Material for this task:

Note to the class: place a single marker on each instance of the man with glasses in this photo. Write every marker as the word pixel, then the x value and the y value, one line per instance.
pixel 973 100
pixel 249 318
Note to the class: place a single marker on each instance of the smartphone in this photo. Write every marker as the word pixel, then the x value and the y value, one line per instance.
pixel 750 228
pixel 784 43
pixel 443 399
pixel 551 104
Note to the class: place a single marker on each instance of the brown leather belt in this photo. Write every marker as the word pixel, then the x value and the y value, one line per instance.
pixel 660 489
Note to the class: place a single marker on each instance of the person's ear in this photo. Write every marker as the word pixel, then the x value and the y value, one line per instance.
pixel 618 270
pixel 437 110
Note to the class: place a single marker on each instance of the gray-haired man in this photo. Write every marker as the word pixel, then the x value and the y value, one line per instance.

Given task: Update the records above by putting "dot" wherever "marker" appears, and give them back with nothing else changed.

Correct output:
Note to the class: place a single dot on each instance of the man with glasses in this photo. Write every dot as the word pixel, then the x value and the y value, one line per instance.
pixel 973 100
pixel 249 318
Note to the class: place a single dot on each instance of the smartphone in this photo. Write every dot as the word pixel, then the x value and the y value, one line per instance.
pixel 750 228
pixel 784 43
pixel 443 399
pixel 551 104
Note to the class: place a single dot on each instance of the brown leather belt in this photo. Write every dot as the word pixel, then the x value and the y value, one line per instance.
pixel 660 489
Note to the class: place a single dot on each instance of the person's ear in this photo. Write every dot as the word pixel, then the x value and the y value, one line per instance.
pixel 618 270
pixel 437 110
Note to the class: place a single dot on each instance of the gray-haired man in this photo. Write every dot as the word pixel, then the x value and the y value, one line per instance.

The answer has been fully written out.